*Excerpted passage*.
What is going on here? How can this be managed?

EDIT: I forgot: Kernel is gentoo-sources-2.6.37

----------

## Martux

I figured this out:

If set through /etc/conf.d/hdparm, the -W1 option to enable write cache is disabled by the kernel again.

When I wait some minutes after startup and the enable it manually, it stays "on"...

Right now I am copying several hundreds GB to another HD and it is still kept "on".

Of course this affects performance massively, as it changes this i7 machine from laggy crap to a rather useful machine. So any help on how to fix this permanently is highly appreciated!

----------

## Martux

UPDATE: 

I found that when switching from my KDE desktop to the syslog via Ctrl&alt&F12, the write cache gets disabled for all SATA drives.

If put back on manually afterwards, it stays on... until I switch terminal again, and so on.

What is this all about?

*Collected data*.
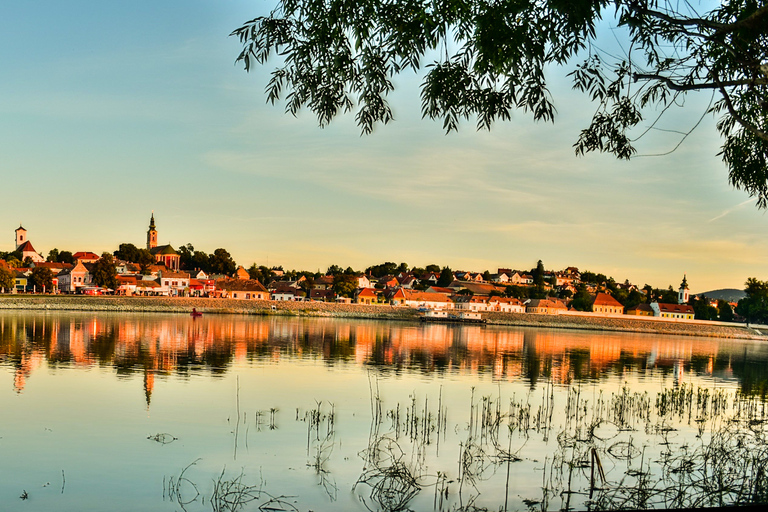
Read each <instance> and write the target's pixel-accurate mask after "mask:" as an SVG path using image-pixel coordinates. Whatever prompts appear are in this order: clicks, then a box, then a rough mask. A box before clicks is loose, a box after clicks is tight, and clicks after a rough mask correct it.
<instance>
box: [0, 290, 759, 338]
mask: <svg viewBox="0 0 768 512" xmlns="http://www.w3.org/2000/svg"><path fill="white" fill-rule="evenodd" d="M192 308H196V309H197V310H198V311H200V312H202V313H206V314H219V313H224V314H244V315H282V316H310V317H338V318H368V319H372V320H403V321H418V319H419V314H418V312H417V311H416V310H414V309H411V308H407V307H393V306H388V305H386V306H385V305H372V306H368V305H362V304H336V303H324V302H278V301H243V300H235V299H207V298H167V297H109V296H102V297H88V296H82V295H46V296H43V295H0V310H2V309H21V310H50V311H55V310H59V311H115V312H120V311H122V312H137V313H185V314H188V313H189V312H190V311H192ZM483 318H485V319H487V321H488V324H489V325H509V326H518V327H539V328H550V329H551V328H555V329H583V330H598V331H615V332H638V333H649V334H674V335H686V336H710V337H718V338H742V339H757V340H766V339H768V338H767V337H766V336H763V335H761V334H760V333H759V332H757V331H755V330H753V329H748V328H745V327H742V326H724V325H708V324H705V323H684V322H674V321H668V322H665V321H655V322H651V321H647V320H639V319H635V318H628V317H627V318H621V317H612V318H604V317H593V316H589V317H587V316H571V315H534V314H523V313H483Z"/></svg>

*Exercises to complete*.
1. Answer these from the write-cache thread, one line each:
(a) Which kernel is named?
(b) What happens to the -W1 option when it is set through /etc/conf.d/hdparm?
(c) What key combination is used to switch from the KDE desktop to the syslog?
2. List every sentence in the write-cache thread that ends with a question mark.
3. From the write-cache thread, quote the passage starting with "EDIT: I forgot: Kernel" and going on through "the kernel again.".

*Results by task*.
1.
(a) gentoo-sources-2.6.37
(b) The kernel disables it again.
(c) Ctrl&alt&F12

2.
What is going on here?
How can this be managed?
What is this all about?

3.
EDIT: I forgot: Kernel is gentoo-sources-2.6.37

----------

## Martux

I figured this out:

If set through /etc/conf.d/hdparm, the -W1 option to enable write cache is disabled by the kernel again.